> Yapılacak işler:
a - Metin parçasına göre şu soruları cevaplayın:
(i) Maç olan akşam Beşiktaş'ta ne yendi?
(ii) Yemekten sonra çay nerede içildi?
(iii) 14 Ekim 2011 haftanın hangi günü olarak geçiyor?
b - Metin parçasındaki "Hakan Pastanesi'nde açık havada çay içtik." cümlesini İngilizceye çevirin.

> Metin parçası:

* * *

Biraz pahalıydı ama belirtmeden geçemeyeceğim..

Sonrasında ben bir yere daha uğradım ve babamın deyişiyle nihayet evin yolunu bulabildim. Uğradığım yerden belki ileride bahsederim. 


Lale ile son dönemde sürekli bir yemek yeme modundayız. Akıllı gibi maç olduğu akşam Beşiktaş'ta balık yedik. Çok lezzetliydi.. Uzun zamandır maça gitmiyorum ya ben, o akşam o taraftarları gördüm, ne bu hal yaa dedim, o kızları gördüm iyi ki böyle olmadım dedim.. Hele maç sonu bindiğim metrobüsteki o alkol kokusu, hala avaz avaz tezahürat yapanları gördükçe nefret ettim.

Neyse bi de yemekten sonra helvamızı yedik. Hakan Pastanesi'nde açık havada çay içtik. Veee o kadar çok dedikodu yaptık ki :) yazamıyorum buraya üzülüyorum da yazamıyorum diye :) Lcw ve Zara muhabbeti pek acıklıydı. En azından bu şifre ile yazayım ki hatırlayayım. Farkında değil miyim sanki ben...

Güzel gelişmeler var hayatımda. Kendime güvenim geldi :)

Öylesine yazayım dedim..

14 Ekim 2011 Cuma

hani...

bir geyik vardır, 
bir şeyi elde edince bütün büyüsü kaçar, yok olur derler...

geyik falan değil doğru...
hissiyat aynen bu, tartışmasız...

ya da bana öyle geliyor bilmiyorum :)
özenerek baktığın, vaayyy dediğin şey senin olunca pııfff sönüveriyo. bütün ilgi, alaka, beğeni, arzu bitiveriyo...

yani bence :)

bu foto da bıktırdı farkındayım, iyi ki bi güzel çıkmışım her yere koydum :) ama napiim ilk defa bir fotoğrafımın reytingi bu kadar yüksek oldu :) sevgili blogum sende de olsun..

* * *

> Veri kayıtları:

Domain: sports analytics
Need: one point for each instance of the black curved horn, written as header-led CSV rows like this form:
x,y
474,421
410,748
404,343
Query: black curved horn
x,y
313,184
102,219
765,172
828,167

* * *

> Doğru cevaplar:
a -
(i) Balık
(ii) Hakan Pastanesi'nde, açık havada
(iii) Cuma

b - We drank tea outdoors at Hakan Pastanesi.